## Data lines
▼

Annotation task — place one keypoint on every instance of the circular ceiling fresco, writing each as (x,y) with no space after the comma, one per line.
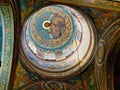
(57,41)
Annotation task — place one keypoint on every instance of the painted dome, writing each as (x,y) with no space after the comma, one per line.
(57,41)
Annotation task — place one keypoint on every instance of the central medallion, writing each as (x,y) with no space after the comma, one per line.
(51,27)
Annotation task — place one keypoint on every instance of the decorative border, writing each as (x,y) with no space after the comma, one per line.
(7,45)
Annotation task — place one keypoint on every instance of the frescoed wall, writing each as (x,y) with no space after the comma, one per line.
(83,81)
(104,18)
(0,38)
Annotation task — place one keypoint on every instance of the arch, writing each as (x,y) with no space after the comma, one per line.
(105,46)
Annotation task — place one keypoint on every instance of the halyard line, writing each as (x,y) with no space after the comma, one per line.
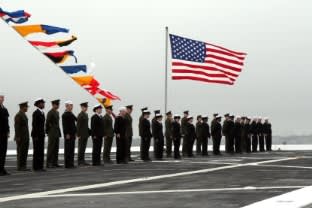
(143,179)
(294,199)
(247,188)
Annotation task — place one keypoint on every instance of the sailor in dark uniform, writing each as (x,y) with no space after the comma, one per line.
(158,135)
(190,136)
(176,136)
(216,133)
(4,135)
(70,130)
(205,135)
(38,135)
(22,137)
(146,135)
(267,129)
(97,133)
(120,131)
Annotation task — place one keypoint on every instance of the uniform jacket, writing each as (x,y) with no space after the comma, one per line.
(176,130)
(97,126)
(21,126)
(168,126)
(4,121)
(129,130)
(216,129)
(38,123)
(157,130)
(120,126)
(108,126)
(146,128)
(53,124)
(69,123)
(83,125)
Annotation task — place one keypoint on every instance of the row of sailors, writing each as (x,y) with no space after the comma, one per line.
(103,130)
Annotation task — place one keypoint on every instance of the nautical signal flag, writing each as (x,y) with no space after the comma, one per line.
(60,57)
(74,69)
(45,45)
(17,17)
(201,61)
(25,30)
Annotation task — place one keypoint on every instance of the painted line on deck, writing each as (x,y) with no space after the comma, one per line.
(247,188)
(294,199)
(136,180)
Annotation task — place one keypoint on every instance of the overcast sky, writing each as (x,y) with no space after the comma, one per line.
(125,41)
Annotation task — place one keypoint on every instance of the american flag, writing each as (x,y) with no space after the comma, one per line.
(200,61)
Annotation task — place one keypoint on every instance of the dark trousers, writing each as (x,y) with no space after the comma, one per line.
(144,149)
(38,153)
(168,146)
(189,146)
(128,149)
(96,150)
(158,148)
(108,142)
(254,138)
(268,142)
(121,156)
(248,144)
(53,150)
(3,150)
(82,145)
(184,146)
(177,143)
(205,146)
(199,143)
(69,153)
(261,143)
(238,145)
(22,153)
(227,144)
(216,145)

▲
▼

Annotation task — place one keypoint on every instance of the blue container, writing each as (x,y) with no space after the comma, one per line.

▲
▼

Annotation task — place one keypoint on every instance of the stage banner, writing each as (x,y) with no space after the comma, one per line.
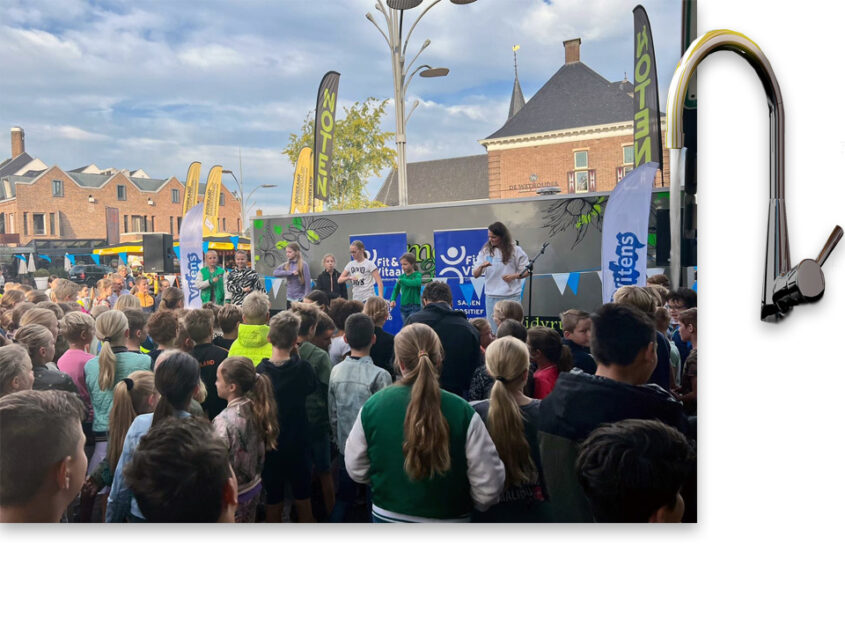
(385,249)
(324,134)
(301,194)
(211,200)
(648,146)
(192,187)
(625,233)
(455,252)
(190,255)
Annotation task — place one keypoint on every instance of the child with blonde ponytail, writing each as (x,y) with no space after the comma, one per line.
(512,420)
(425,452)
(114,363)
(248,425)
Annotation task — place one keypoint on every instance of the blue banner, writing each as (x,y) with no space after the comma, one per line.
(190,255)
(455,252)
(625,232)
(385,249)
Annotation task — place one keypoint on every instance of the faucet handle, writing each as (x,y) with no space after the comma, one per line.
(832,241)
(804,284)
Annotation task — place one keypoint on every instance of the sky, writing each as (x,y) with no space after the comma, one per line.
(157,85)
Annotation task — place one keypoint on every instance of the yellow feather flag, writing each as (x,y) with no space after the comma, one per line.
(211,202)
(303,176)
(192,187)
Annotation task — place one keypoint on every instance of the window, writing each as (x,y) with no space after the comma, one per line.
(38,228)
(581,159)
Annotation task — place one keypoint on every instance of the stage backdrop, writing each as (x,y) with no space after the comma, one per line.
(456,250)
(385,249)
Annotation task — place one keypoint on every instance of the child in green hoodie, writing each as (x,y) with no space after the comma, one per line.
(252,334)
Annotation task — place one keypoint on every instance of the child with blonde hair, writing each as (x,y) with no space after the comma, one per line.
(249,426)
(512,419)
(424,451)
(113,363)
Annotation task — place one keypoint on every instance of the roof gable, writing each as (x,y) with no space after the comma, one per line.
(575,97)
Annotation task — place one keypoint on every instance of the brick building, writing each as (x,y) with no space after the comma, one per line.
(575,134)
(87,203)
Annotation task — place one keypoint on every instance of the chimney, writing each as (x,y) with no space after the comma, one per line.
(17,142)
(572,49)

▲

## Prompt
Pick out every line of the records above that contains the string "blue", treating uppercase and lowercase letters as distinct.

## Worked solution
Annotation task — place one keypoint on every instance of the blue container, writing each as (x,y) with no space after the comma, one per line.
Annotation task — place one keypoint on every instance of the blue banner, writing each as (x,y) with no space after the comma, one per line.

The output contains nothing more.